Rewrite the records below with "report the coordinates" switched to "give the coordinates" wherever it appears, leaving everything else unchanged. Omit the pictures from your answer.

==============================

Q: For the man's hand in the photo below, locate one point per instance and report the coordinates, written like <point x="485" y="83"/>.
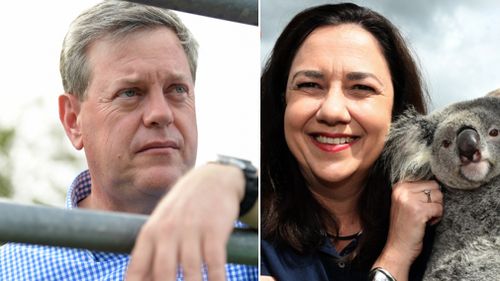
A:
<point x="190" y="226"/>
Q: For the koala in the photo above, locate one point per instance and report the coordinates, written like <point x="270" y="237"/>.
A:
<point x="459" y="146"/>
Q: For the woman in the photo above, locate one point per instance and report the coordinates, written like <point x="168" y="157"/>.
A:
<point x="337" y="76"/>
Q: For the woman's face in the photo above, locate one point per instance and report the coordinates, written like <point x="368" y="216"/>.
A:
<point x="339" y="100"/>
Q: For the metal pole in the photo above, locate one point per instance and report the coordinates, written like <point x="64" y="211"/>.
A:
<point x="96" y="230"/>
<point x="242" y="11"/>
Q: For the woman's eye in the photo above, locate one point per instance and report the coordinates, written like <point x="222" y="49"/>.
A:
<point x="363" y="88"/>
<point x="129" y="93"/>
<point x="307" y="85"/>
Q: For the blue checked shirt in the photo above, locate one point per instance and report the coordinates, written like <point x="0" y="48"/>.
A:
<point x="25" y="262"/>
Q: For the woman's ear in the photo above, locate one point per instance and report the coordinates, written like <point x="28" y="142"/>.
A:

==============================

• [RESPONSE TO THIS EXERCISE]:
Q: For the man's hand in the photo below, locate one point per instance and give the coordinates, written like <point x="485" y="83"/>.
A:
<point x="190" y="226"/>
Q: For the koala in the photo above, locate one point per instance and give the coordinates, written like <point x="270" y="237"/>.
A:
<point x="459" y="146"/>
Q: For the woman in the photo above, locate one point per instance and give the coordinates, written like <point x="168" y="157"/>.
A:
<point x="337" y="76"/>
Q: For the woman's face in the photo above, locate one point per instance and give the coordinates, written like <point x="368" y="216"/>.
A:
<point x="339" y="100"/>
Q: For the metal pole in the photo above, locate one point per instance and give the coordinates, written like <point x="64" y="211"/>.
A:
<point x="96" y="230"/>
<point x="242" y="11"/>
Q: For the woman's eye in the photo above, locate one point per instance and give the coordinates, written like <point x="222" y="49"/>.
A:
<point x="363" y="88"/>
<point x="129" y="93"/>
<point x="307" y="85"/>
Q: For the blue checked shirt in the photo above, locate one point per instance and give the coordinates, written like <point x="0" y="48"/>.
A:
<point x="25" y="262"/>
Q: For the woman's ear in the photo above, locate one point per instance and give the coordinates, written like <point x="28" y="142"/>.
A:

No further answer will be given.